» **Challenge**: Render every line of the records below as a Markdown table with the columns Row and Line, numbering the rows, skipping blank lines, and omitting the pictures.

» **Records supplied**:

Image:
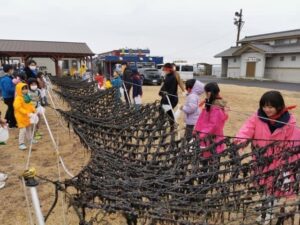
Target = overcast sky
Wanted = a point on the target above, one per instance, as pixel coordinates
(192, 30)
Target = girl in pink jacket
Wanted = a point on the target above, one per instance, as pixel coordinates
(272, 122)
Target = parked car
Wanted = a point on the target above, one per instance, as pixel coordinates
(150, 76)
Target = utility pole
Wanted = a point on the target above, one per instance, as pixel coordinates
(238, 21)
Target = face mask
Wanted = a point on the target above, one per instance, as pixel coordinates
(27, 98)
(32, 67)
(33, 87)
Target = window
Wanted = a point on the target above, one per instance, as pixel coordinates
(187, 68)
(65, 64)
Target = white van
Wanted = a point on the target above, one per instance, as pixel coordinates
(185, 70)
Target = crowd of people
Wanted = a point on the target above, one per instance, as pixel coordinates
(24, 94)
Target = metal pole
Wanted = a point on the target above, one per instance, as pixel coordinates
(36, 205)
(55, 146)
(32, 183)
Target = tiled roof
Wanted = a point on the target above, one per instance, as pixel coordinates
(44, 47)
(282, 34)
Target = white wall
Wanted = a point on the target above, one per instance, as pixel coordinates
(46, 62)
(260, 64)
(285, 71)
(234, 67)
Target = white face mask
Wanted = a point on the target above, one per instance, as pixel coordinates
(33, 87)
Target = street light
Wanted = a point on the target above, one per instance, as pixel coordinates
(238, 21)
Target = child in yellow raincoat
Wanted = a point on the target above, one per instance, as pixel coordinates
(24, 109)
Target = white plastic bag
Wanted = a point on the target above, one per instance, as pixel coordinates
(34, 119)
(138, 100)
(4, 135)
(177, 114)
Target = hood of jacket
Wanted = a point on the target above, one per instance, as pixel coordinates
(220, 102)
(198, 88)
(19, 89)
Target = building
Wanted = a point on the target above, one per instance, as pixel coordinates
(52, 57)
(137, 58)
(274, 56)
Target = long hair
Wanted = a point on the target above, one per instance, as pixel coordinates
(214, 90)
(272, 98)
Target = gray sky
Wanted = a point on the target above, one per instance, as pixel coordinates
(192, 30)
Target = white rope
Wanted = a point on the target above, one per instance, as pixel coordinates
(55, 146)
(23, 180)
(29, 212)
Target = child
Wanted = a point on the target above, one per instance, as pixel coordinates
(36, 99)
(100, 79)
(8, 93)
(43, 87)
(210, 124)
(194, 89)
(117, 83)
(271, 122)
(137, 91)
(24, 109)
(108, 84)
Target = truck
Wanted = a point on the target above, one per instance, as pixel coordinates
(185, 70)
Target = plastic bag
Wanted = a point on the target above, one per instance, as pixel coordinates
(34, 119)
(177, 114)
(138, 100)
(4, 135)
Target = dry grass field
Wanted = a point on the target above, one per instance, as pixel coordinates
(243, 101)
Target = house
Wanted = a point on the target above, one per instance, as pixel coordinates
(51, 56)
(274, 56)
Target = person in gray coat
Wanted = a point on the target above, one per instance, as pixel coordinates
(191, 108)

» **Response**:
| Row | Line |
|---|---|
| 1 | Image: |
| 2 | Target = overcast sky |
| 3 | Wanted = a point on the target above, one per instance, as pixel coordinates |
| 4 | (192, 30) |
| 5 | Target = girl in pink jacket |
| 6 | Wanted = a point on the target above, one per instance, as pixel coordinates |
| 7 | (272, 122) |
| 8 | Target = parked car |
| 9 | Wanted = a point on the target above, one per instance, as pixel coordinates |
| 10 | (150, 76) |
| 11 | Target = utility pole |
| 12 | Wanted = a point on the target above, one per instance, as pixel coordinates |
| 13 | (238, 21) |
| 14 | Target = face mask |
| 15 | Wanted = a point on the target above, one per instance, as pixel coordinates |
| 16 | (27, 98) |
| 17 | (32, 67) |
| 18 | (33, 87) |
| 19 | Target = window |
| 20 | Wanted = a point on the target above, one per instance, as pixel coordinates |
| 21 | (187, 68) |
| 22 | (65, 64) |
| 23 | Target = white van |
| 24 | Wanted = a point on the target above, one per instance, as pixel coordinates |
| 25 | (185, 70) |
| 26 | Target = crowd of people |
| 27 | Wanted = a point on the target above, one per instance, as pixel coordinates |
| 28 | (24, 94) |
| 29 | Target = metal pole |
| 30 | Wanted = a point on the target above, one per instance, as pixel coordinates |
| 31 | (36, 205) |
| 32 | (55, 146) |
| 33 | (32, 183) |
| 34 | Target = tiled roof |
| 35 | Wanted = a point on the target above, one per instance, as pixel coordinates |
| 36 | (44, 47) |
| 37 | (282, 34) |
| 38 | Target = white wall |
| 39 | Wanted = a point on the target above, one per instance, as pixel coordinates |
| 40 | (46, 62) |
| 41 | (260, 64) |
| 42 | (285, 71) |
| 43 | (234, 67) |
| 44 | Target = white face mask |
| 45 | Wanted = a point on the target above, one per instance, as pixel coordinates |
| 46 | (33, 87) |
| 47 | Target = street light |
| 48 | Wanted = a point on the target above, one per instance, as pixel coordinates |
| 49 | (238, 21) |
| 50 | Target = child in yellow raincoat |
| 51 | Wanted = a point on the target above, one per instance, as pixel coordinates |
| 52 | (24, 109) |
| 53 | Target = white plastic bag |
| 54 | Wanted = a point on the target above, one per instance, as pixel coordinates |
| 55 | (34, 119) |
| 56 | (138, 100) |
| 57 | (4, 135) |
| 58 | (177, 114) |
| 59 | Target = hood of jacket |
| 60 | Wanted = a point on the target above, one per instance, as pixel coordinates |
| 61 | (220, 102) |
| 62 | (198, 88) |
| 63 | (19, 89) |
| 64 | Target = building |
| 65 | Wanted = a point on the target above, one per instance, as pixel coordinates |
| 66 | (52, 57) |
| 67 | (137, 58) |
| 68 | (274, 56) |
| 69 | Target = long hair |
| 70 | Wanted = a point on the target above, one per instance, as pixel coordinates |
| 71 | (214, 90) |
| 72 | (272, 98) |
| 73 | Target = gray sky |
| 74 | Wanted = a point on the target above, one per instance, as pixel coordinates |
| 75 | (192, 30) |
| 76 | Target = white rope |
| 77 | Wanted = a point on the target above, one per instance, as pixel coordinates |
| 78 | (55, 146) |
| 79 | (23, 180) |
| 80 | (29, 212) |
| 81 | Target = child |
| 82 | Wanted = a point on the target above, one per instance, as pixel coordinates |
| 83 | (36, 99) |
| 84 | (100, 79) |
| 85 | (8, 93) |
| 86 | (43, 87) |
| 87 | (210, 124) |
| 88 | (194, 89) |
| 89 | (117, 83) |
| 90 | (271, 122) |
| 91 | (137, 91) |
| 92 | (24, 109) |
| 93 | (108, 84) |
| 94 | Target = truck |
| 95 | Wanted = a point on the target above, one per instance, as pixel coordinates |
| 96 | (185, 70) |
| 97 | Target = plastic bag |
| 98 | Wanted = a point on the target above, one per instance, as pixel coordinates |
| 99 | (34, 119) |
| 100 | (177, 114) |
| 101 | (138, 100) |
| 102 | (4, 135) |
| 103 | Target = dry grass field |
| 104 | Wanted = a point on the target above, one per instance, as pixel coordinates |
| 105 | (243, 101) |
| 106 | Target = house |
| 107 | Wanted = a point on the target above, one per instance, as pixel coordinates |
| 108 | (51, 56) |
| 109 | (274, 56) |
| 110 | Target = person in gray coat |
| 111 | Wanted = a point on the target above, one per instance, as pixel coordinates |
| 112 | (191, 108) |